:: TASK OBJECTIVE ::
Reproduce the listing below from its beginning up to and including the line that contains "152 203 L 153". Omit the pictures from your answer.

[Segmentation annotation records]

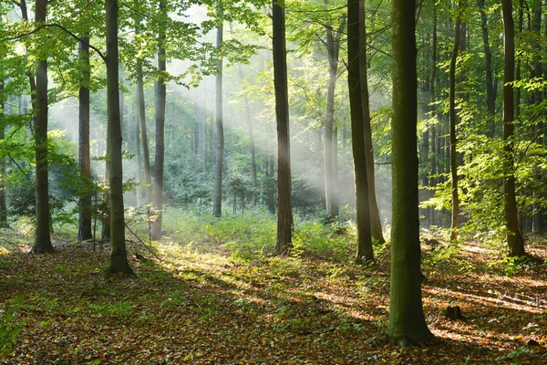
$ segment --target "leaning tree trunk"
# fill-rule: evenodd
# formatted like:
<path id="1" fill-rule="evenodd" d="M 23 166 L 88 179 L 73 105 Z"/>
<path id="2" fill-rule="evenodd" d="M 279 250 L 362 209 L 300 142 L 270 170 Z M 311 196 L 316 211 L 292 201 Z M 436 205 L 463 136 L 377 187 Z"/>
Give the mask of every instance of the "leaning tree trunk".
<path id="1" fill-rule="evenodd" d="M 359 1 L 359 72 L 361 81 L 361 101 L 363 105 L 363 129 L 365 131 L 365 153 L 366 156 L 366 182 L 368 184 L 368 206 L 370 207 L 370 235 L 378 244 L 386 242 L 382 232 L 380 212 L 376 197 L 376 179 L 374 172 L 374 146 L 372 144 L 372 126 L 368 97 L 368 75 L 366 56 L 366 25 L 365 23 L 365 1 Z"/>
<path id="2" fill-rule="evenodd" d="M 152 203 L 153 188 L 150 172 L 150 153 L 146 128 L 146 108 L 144 105 L 144 82 L 142 79 L 142 59 L 137 59 L 137 99 L 139 100 L 139 124 L 142 140 L 142 159 L 144 162 L 144 182 L 146 183 L 146 203 Z"/>
<path id="3" fill-rule="evenodd" d="M 347 1 L 347 84 L 351 113 L 351 141 L 356 182 L 356 208 L 357 214 L 357 252 L 356 263 L 374 262 L 370 235 L 370 210 L 368 202 L 368 177 L 365 129 L 361 99 L 359 72 L 359 0 Z"/>
<path id="4" fill-rule="evenodd" d="M 490 47 L 488 33 L 488 18 L 484 10 L 484 0 L 477 0 L 480 12 L 480 26 L 482 27 L 482 44 L 484 49 L 484 66 L 486 68 L 486 111 L 488 113 L 488 136 L 494 137 L 494 115 L 496 113 L 496 95 L 492 77 L 492 52 Z"/>
<path id="5" fill-rule="evenodd" d="M 243 70 L 242 65 L 238 66 L 239 78 L 242 83 L 244 81 Z M 258 189 L 258 181 L 256 177 L 256 149 L 254 147 L 254 130 L 253 128 L 253 118 L 251 118 L 251 107 L 249 106 L 249 98 L 247 91 L 243 93 L 243 104 L 245 106 L 245 119 L 247 120 L 247 131 L 249 133 L 249 148 L 251 150 L 251 174 L 253 176 L 253 206 L 256 206 L 256 191 Z"/>
<path id="6" fill-rule="evenodd" d="M 541 79 L 542 77 L 542 62 L 545 58 L 542 55 L 542 44 L 539 39 L 542 39 L 542 0 L 533 0 L 532 3 L 532 31 L 537 37 L 536 41 L 533 42 L 533 47 L 535 52 L 535 57 L 533 62 L 533 69 L 532 71 L 532 77 L 535 79 Z M 536 89 L 531 98 L 531 104 L 533 104 L 536 108 L 540 109 L 541 104 L 543 101 L 543 93 L 541 89 Z M 543 119 L 540 119 L 535 127 L 535 134 L 539 136 L 536 138 L 536 142 L 539 144 L 542 144 L 543 142 L 543 129 L 545 122 Z M 542 172 L 540 172 L 539 169 L 536 169 L 535 175 L 539 177 L 541 182 L 545 181 L 545 174 Z M 534 193 L 534 197 L 539 199 L 539 194 Z M 543 230 L 543 215 L 545 213 L 545 209 L 534 203 L 532 204 L 533 207 L 533 216 L 532 218 L 532 232 L 534 234 L 539 234 Z"/>
<path id="7" fill-rule="evenodd" d="M 217 75 L 216 75 L 216 127 L 217 149 L 214 174 L 214 195 L 212 199 L 212 215 L 222 214 L 222 160 L 224 158 L 224 126 L 222 125 L 222 57 L 221 56 L 223 36 L 223 5 L 222 0 L 217 0 Z"/>
<path id="8" fill-rule="evenodd" d="M 328 55 L 328 86 L 326 90 L 326 115 L 325 119 L 325 203 L 327 220 L 330 221 L 338 214 L 336 202 L 336 184 L 334 172 L 334 142 L 333 126 L 335 122 L 335 90 L 338 71 L 338 53 L 340 50 L 340 36 L 346 26 L 346 18 L 338 26 L 335 35 L 331 26 L 326 27 L 326 51 Z"/>
<path id="9" fill-rule="evenodd" d="M 110 265 L 108 272 L 132 274 L 125 245 L 123 173 L 121 162 L 121 123 L 118 57 L 118 1 L 106 0 L 107 30 L 107 114 L 110 185 Z"/>
<path id="10" fill-rule="evenodd" d="M 160 3 L 160 9 L 164 16 L 165 4 Z M 160 49 L 158 50 L 158 68 L 160 72 L 160 78 L 156 82 L 156 156 L 154 170 L 154 209 L 157 214 L 152 224 L 152 238 L 159 240 L 161 238 L 161 218 L 163 210 L 163 160 L 165 157 L 164 134 L 165 134 L 165 99 L 166 86 L 163 73 L 166 70 L 165 48 L 162 43 L 165 41 L 165 35 L 160 35 Z"/>
<path id="11" fill-rule="evenodd" d="M 46 21 L 47 0 L 36 0 L 36 21 Z M 42 254 L 54 251 L 50 237 L 49 183 L 47 181 L 47 61 L 38 61 L 36 67 L 36 92 L 34 109 L 36 173 L 36 238 L 32 252 Z"/>
<path id="12" fill-rule="evenodd" d="M 431 115 L 437 116 L 437 95 L 435 94 L 435 83 L 437 82 L 437 7 L 433 8 L 433 40 L 431 45 L 431 81 L 429 82 L 429 92 L 431 94 Z M 437 184 L 437 124 L 433 123 L 431 126 L 431 143 L 430 143 L 430 158 L 431 158 L 431 171 L 429 175 L 429 186 L 435 186 Z M 435 221 L 435 208 L 429 208 L 429 224 L 434 225 Z"/>
<path id="13" fill-rule="evenodd" d="M 136 95 L 139 95 L 139 86 L 137 86 Z M 139 98 L 135 99 L 136 101 L 136 110 L 135 110 L 135 141 L 134 141 L 134 148 L 135 148 L 135 164 L 137 164 L 137 171 L 135 174 L 135 181 L 137 182 L 137 185 L 135 186 L 135 194 L 137 199 L 137 206 L 140 206 L 142 202 L 142 189 L 140 188 L 140 180 L 142 179 L 142 162 L 140 157 L 140 116 L 139 116 L 139 108 L 140 108 L 140 99 Z"/>
<path id="14" fill-rule="evenodd" d="M 1 20 L 1 19 L 0 19 Z M 0 80 L 0 120 L 4 118 L 4 79 Z M 0 126 L 0 141 L 4 140 L 5 125 Z M 0 159 L 0 227 L 7 227 L 7 205 L 5 203 L 5 160 Z"/>
<path id="15" fill-rule="evenodd" d="M 291 140 L 284 8 L 281 7 L 278 0 L 274 0 L 272 3 L 272 21 L 275 118 L 277 120 L 277 245 L 275 250 L 278 255 L 287 255 L 293 247 Z"/>
<path id="16" fill-rule="evenodd" d="M 511 84 L 515 76 L 515 38 L 512 18 L 512 0 L 502 0 L 503 12 L 503 50 L 505 62 L 503 65 L 503 141 L 505 172 L 503 177 L 503 193 L 505 196 L 505 224 L 507 227 L 507 243 L 510 256 L 525 255 L 524 239 L 519 229 L 517 202 L 515 197 L 513 119 L 514 93 Z"/>
<path id="17" fill-rule="evenodd" d="M 416 1 L 393 0 L 392 4 L 391 287 L 384 339 L 406 347 L 433 341 L 435 337 L 424 318 L 419 267 Z"/>
<path id="18" fill-rule="evenodd" d="M 460 9 L 459 8 L 459 11 Z M 450 177 L 452 188 L 452 224 L 450 225 L 450 240 L 458 239 L 458 228 L 459 227 L 459 196 L 458 195 L 458 151 L 456 150 L 456 61 L 458 60 L 458 50 L 459 49 L 459 28 L 461 25 L 460 16 L 458 16 L 456 28 L 454 31 L 454 47 L 450 58 L 450 88 L 449 96 L 449 114 L 450 117 Z"/>
<path id="19" fill-rule="evenodd" d="M 93 238 L 91 233 L 91 159 L 89 155 L 89 37 L 82 36 L 79 42 L 79 57 L 82 62 L 82 78 L 79 88 L 79 134 L 78 164 L 83 192 L 78 202 L 79 217 L 77 240 Z"/>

:: SOLUTION TO THIS TASK ::
$ segment --target "leaning tree trunk"
# fill-rule: evenodd
# formatted like:
<path id="1" fill-rule="evenodd" d="M 23 166 L 88 179 L 73 105 Z"/>
<path id="2" fill-rule="evenodd" d="M 279 250 L 362 209 L 300 142 L 270 170 Z M 311 196 L 316 211 L 292 201 Z M 436 205 L 463 136 L 377 187 Z"/>
Give the mask of every instance of the "leaning tree trunk".
<path id="1" fill-rule="evenodd" d="M 359 1 L 359 72 L 361 81 L 361 101 L 363 105 L 363 129 L 365 131 L 365 153 L 366 156 L 366 182 L 368 184 L 368 206 L 370 207 L 370 235 L 378 244 L 386 242 L 382 232 L 380 212 L 376 197 L 376 179 L 374 172 L 374 146 L 372 144 L 372 126 L 368 97 L 368 75 L 366 56 L 366 25 L 365 23 L 365 1 Z"/>
<path id="2" fill-rule="evenodd" d="M 152 203 L 153 188 L 150 172 L 150 153 L 146 128 L 146 108 L 144 105 L 144 82 L 142 79 L 142 59 L 137 59 L 137 99 L 139 100 L 139 124 L 142 140 L 142 159 L 144 162 L 144 182 L 146 183 L 146 203 Z"/>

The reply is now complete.